▸ Directions for this task
Without a single alteration, write the listing out again.

▸ Data extract
....................
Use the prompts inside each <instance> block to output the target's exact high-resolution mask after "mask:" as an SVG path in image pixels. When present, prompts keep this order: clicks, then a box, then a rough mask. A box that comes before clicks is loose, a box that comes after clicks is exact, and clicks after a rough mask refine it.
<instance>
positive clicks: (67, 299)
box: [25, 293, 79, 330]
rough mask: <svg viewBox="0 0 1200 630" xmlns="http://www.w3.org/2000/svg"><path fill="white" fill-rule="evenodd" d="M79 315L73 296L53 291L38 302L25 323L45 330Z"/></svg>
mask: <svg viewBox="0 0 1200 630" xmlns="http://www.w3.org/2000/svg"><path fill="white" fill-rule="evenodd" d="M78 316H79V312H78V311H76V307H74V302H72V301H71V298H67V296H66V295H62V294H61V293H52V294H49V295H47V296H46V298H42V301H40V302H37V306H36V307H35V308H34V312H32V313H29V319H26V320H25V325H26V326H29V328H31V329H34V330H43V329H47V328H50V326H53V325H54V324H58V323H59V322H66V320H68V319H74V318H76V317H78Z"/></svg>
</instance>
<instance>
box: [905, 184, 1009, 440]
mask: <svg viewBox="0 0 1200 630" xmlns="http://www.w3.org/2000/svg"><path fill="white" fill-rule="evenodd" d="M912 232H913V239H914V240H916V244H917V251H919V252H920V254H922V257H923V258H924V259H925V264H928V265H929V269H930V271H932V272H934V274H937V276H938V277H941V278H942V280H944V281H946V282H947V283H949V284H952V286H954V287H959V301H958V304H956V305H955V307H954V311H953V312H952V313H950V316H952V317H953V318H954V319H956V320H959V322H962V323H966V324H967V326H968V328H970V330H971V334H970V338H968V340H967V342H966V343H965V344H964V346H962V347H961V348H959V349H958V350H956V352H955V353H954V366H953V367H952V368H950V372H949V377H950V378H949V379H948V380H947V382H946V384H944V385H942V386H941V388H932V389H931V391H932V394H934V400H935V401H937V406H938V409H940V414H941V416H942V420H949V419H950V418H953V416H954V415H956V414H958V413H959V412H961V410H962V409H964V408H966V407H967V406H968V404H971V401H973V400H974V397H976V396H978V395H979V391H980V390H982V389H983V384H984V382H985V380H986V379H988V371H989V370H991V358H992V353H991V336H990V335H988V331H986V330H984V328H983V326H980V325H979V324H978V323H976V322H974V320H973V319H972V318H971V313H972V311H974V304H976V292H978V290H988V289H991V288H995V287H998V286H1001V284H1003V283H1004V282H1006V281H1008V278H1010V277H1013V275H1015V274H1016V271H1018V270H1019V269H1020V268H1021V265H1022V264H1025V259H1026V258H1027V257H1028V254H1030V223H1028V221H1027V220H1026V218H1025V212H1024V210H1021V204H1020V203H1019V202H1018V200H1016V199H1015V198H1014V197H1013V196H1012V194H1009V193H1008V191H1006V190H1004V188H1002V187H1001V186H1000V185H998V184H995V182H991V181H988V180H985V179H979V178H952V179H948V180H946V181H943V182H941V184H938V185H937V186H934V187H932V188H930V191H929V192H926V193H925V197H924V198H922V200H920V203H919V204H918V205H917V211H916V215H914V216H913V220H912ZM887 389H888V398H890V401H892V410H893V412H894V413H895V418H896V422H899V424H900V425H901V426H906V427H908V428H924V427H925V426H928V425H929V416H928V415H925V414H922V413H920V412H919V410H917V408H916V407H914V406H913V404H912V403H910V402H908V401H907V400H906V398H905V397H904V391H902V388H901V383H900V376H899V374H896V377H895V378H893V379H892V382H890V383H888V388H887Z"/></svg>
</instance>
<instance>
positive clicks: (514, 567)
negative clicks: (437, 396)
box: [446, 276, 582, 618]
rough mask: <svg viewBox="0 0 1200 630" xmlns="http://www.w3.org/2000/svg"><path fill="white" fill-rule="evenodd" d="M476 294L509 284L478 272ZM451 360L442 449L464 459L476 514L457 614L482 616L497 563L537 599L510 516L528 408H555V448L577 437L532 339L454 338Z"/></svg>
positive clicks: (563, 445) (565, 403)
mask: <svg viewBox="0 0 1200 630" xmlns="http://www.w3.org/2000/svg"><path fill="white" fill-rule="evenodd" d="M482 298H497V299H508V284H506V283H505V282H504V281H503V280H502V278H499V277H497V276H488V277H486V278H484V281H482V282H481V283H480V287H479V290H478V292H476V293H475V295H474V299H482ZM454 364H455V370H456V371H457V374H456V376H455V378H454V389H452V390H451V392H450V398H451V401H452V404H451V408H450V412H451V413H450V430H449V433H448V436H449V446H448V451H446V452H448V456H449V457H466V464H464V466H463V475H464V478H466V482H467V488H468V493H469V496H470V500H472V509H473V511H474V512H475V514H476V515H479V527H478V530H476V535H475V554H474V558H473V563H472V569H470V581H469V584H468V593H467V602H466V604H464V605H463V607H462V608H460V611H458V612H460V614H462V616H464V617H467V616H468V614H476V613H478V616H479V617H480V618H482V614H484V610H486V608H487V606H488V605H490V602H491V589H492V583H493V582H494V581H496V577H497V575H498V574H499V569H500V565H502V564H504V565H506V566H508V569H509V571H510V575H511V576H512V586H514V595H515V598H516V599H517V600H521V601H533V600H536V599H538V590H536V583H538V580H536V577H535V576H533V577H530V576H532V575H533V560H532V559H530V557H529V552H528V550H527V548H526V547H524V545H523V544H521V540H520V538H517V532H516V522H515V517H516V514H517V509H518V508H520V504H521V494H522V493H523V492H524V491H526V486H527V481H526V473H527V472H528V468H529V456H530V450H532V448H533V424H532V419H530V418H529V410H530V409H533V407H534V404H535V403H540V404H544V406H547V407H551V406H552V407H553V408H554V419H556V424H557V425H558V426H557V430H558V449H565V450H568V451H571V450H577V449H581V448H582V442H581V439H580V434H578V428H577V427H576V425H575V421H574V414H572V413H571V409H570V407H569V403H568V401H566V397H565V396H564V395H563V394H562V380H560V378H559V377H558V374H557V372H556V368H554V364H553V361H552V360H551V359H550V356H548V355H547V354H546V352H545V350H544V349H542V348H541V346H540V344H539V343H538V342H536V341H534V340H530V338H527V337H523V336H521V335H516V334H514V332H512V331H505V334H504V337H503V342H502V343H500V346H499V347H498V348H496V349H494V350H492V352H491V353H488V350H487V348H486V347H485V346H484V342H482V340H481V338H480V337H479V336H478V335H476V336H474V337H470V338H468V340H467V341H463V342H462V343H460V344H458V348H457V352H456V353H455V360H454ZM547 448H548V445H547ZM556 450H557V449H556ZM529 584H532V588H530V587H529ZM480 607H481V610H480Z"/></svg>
....................
▸ Reply to the task
Use the prompts inside each <instance> block to output the target's exact high-resolution mask after "mask:" as an SVG path in image pixels. When present, prompts keep this order: clicks, then a box, then a rough mask. A box that comes before clicks is loose, a box that comes after clicks is exact, and clicks after a rough mask refine it.
<instance>
positive clicks: (67, 299)
box: [25, 293, 79, 330]
rough mask: <svg viewBox="0 0 1200 630" xmlns="http://www.w3.org/2000/svg"><path fill="white" fill-rule="evenodd" d="M79 315L73 296L53 291L38 302L25 323L45 330Z"/></svg>
mask: <svg viewBox="0 0 1200 630" xmlns="http://www.w3.org/2000/svg"><path fill="white" fill-rule="evenodd" d="M78 316H79V312H78V311H76V307H74V302H72V301H71V298H67V296H66V295H62V294H61V293H52V294H49V295H47V296H46V298H42V301H40V302H37V306H36V307H35V308H34V312H32V313H29V319H26V320H25V325H26V326H29V328H31V329H34V330H43V329H47V328H50V326H53V325H54V324H58V323H59V322H66V320H68V319H74V318H76V317H78Z"/></svg>
</instance>
<instance>
box: [905, 184, 1009, 440]
mask: <svg viewBox="0 0 1200 630" xmlns="http://www.w3.org/2000/svg"><path fill="white" fill-rule="evenodd" d="M912 232H913V239H914V240H916V244H917V251H919V252H920V254H922V257H923V258H924V259H925V264H928V265H929V269H930V271H932V272H934V274H937V276H938V277H941V278H942V280H944V281H946V282H947V283H949V284H952V286H954V287H959V301H958V304H956V305H955V307H954V311H953V312H952V313H950V316H952V317H953V318H954V319H956V320H959V322H962V323H966V324H967V326H968V328H970V330H971V334H970V338H968V340H967V342H966V343H965V344H964V346H962V347H961V348H959V349H958V350H956V352H955V353H954V366H953V367H952V368H950V372H949V377H950V378H949V379H948V380H947V382H946V384H944V385H942V386H941V388H932V389H931V391H932V394H934V400H935V401H937V406H938V409H940V414H941V416H942V420H949V419H950V418H953V416H954V415H956V414H958V413H959V412H961V410H962V409H964V408H966V407H967V406H968V404H971V401H973V400H974V397H976V396H978V395H979V391H980V390H982V389H983V384H984V382H985V380H986V379H988V371H989V370H991V358H992V353H991V336H990V335H988V331H986V330H984V328H983V326H980V325H979V324H978V323H976V322H974V320H973V319H972V318H971V313H972V311H974V304H976V292H978V290H988V289H991V288H995V287H998V286H1001V284H1003V283H1004V282H1006V281H1008V278H1010V277H1013V275H1015V274H1016V271H1018V270H1019V269H1020V268H1021V265H1022V264H1025V259H1026V258H1027V257H1028V254H1030V223H1028V221H1027V220H1026V218H1025V212H1024V210H1021V204H1020V203H1019V202H1018V200H1016V199H1015V198H1014V197H1013V196H1012V194H1009V193H1008V191H1006V190H1004V188H1002V187H1001V186H1000V185H998V184H995V182H991V181H988V180H985V179H979V178H952V179H948V180H946V181H943V182H941V184H938V185H937V186H934V187H932V188H930V191H929V192H926V193H925V197H924V198H922V200H920V203H919V204H918V205H917V211H916V215H914V216H913V220H912ZM887 389H888V398H890V401H892V410H893V412H894V413H895V418H896V422H899V424H900V425H901V426H906V427H908V428H924V427H925V426H928V425H929V416H928V415H925V414H922V413H920V412H919V410H917V408H916V407H914V406H913V404H912V403H910V402H908V401H907V400H906V398H905V397H904V391H902V388H901V383H900V376H899V374H896V377H895V378H893V379H892V382H890V383H888V388H887Z"/></svg>
</instance>
<instance>
positive clicks: (514, 567)
negative clicks: (437, 396)
box: [446, 276, 582, 618]
rough mask: <svg viewBox="0 0 1200 630" xmlns="http://www.w3.org/2000/svg"><path fill="white" fill-rule="evenodd" d="M476 294L509 284L478 272ZM451 360L442 449L464 459L476 514L457 614L482 616L497 563L537 599L510 516L528 408H555V448L577 437L532 339L454 338Z"/></svg>
positive clicks: (563, 445) (565, 403)
mask: <svg viewBox="0 0 1200 630" xmlns="http://www.w3.org/2000/svg"><path fill="white" fill-rule="evenodd" d="M482 298H497V299H508V284H506V283H505V282H504V281H503V280H502V278H499V277H497V276H488V277H486V278H484V281H482V282H481V283H480V287H479V290H478V292H476V293H475V295H474V299H482ZM454 364H455V370H456V371H457V374H456V376H455V378H454V389H452V390H451V392H450V398H451V401H452V404H451V408H450V412H451V413H450V430H449V433H448V436H449V446H448V451H446V452H448V456H449V457H466V464H464V466H463V475H464V478H466V482H467V488H468V493H469V496H470V500H472V509H473V511H474V512H475V514H476V515H479V527H478V530H476V535H475V554H474V558H473V563H472V569H470V581H469V584H468V593H467V602H466V604H464V605H463V607H462V608H460V611H458V612H460V614H462V616H464V617H467V616H468V614H476V613H478V616H479V617H480V618H482V614H484V610H486V608H487V606H488V605H490V602H491V589H492V583H493V582H494V581H496V577H497V575H498V574H499V569H500V565H502V564H504V565H506V566H508V569H509V571H510V575H511V576H512V586H514V595H515V598H516V599H517V600H521V601H533V600H536V599H538V590H536V583H538V580H536V577H535V576H533V577H530V576H532V575H533V560H532V559H530V557H529V552H528V550H527V548H526V547H524V545H523V544H521V540H520V538H517V532H516V522H515V517H516V514H517V509H518V508H520V504H521V494H522V493H523V492H524V491H526V486H527V481H526V473H527V472H528V468H529V456H530V450H532V448H533V424H532V419H530V418H529V410H530V409H533V407H534V404H535V403H540V404H544V406H547V407H551V406H552V407H553V408H554V419H556V424H557V425H558V426H557V430H558V449H565V450H568V451H571V450H577V449H581V448H582V442H581V439H580V434H578V428H577V427H576V425H575V421H574V414H572V413H571V409H570V407H569V403H568V401H566V397H565V396H564V395H563V394H562V380H560V378H559V377H558V374H557V372H556V368H554V364H553V361H552V360H551V359H550V356H548V355H547V354H546V352H545V350H544V349H542V348H541V346H540V344H539V343H538V342H536V341H534V340H530V338H527V337H523V336H521V335H516V334H514V332H512V331H505V334H504V337H503V342H502V343H500V346H499V347H498V348H496V349H494V350H492V352H491V353H488V350H487V348H486V347H485V346H484V342H482V340H481V338H480V337H479V336H478V335H476V336H474V337H470V338H468V340H467V341H463V342H462V343H460V344H458V348H457V352H456V353H455V360H454ZM547 448H548V445H547ZM556 450H557V449H556ZM529 584H532V588H530V587H529ZM480 607H481V610H480Z"/></svg>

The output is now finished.